**Exercise material**
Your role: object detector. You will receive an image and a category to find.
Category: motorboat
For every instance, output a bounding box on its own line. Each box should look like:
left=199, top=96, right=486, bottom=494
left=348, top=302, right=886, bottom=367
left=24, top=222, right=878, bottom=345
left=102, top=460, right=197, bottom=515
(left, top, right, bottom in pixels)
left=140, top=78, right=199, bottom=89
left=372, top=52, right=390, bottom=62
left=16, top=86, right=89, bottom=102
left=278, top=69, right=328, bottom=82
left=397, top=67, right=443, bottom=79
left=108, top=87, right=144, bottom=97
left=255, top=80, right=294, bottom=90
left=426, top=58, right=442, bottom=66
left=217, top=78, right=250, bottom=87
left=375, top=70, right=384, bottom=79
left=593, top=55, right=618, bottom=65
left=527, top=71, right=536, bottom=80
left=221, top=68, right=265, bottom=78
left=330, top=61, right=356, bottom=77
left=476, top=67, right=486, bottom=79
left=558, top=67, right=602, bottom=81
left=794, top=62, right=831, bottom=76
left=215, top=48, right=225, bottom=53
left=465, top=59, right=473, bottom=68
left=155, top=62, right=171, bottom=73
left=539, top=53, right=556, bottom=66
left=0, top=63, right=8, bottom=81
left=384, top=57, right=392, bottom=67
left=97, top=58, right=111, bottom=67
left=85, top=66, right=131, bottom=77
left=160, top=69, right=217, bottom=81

**What the task asks**
When you reach the line containing "left=24, top=222, right=878, bottom=345" in the listing, transcribe it and every line after it exactly, through the last line, and add nothing.

**Finished exercise**
left=24, top=222, right=878, bottom=345
left=102, top=460, right=197, bottom=515
(left, top, right, bottom in pixels)
left=140, top=78, right=199, bottom=89
left=372, top=52, right=390, bottom=62
left=16, top=86, right=89, bottom=102
left=278, top=69, right=328, bottom=82
left=397, top=67, right=443, bottom=79
left=108, top=87, right=144, bottom=97
left=255, top=80, right=294, bottom=90
left=426, top=58, right=442, bottom=66
left=217, top=78, right=250, bottom=87
left=375, top=70, right=384, bottom=79
left=593, top=55, right=618, bottom=65
left=527, top=71, right=536, bottom=80
left=221, top=68, right=265, bottom=78
left=330, top=61, right=356, bottom=77
left=476, top=67, right=486, bottom=79
left=558, top=67, right=602, bottom=81
left=794, top=62, right=831, bottom=76
left=215, top=48, right=225, bottom=53
left=465, top=59, right=473, bottom=68
left=155, top=62, right=171, bottom=73
left=539, top=53, right=556, bottom=66
left=0, top=63, right=8, bottom=81
left=384, top=57, right=392, bottom=67
left=97, top=58, right=111, bottom=67
left=85, top=66, right=131, bottom=77
left=160, top=69, right=217, bottom=81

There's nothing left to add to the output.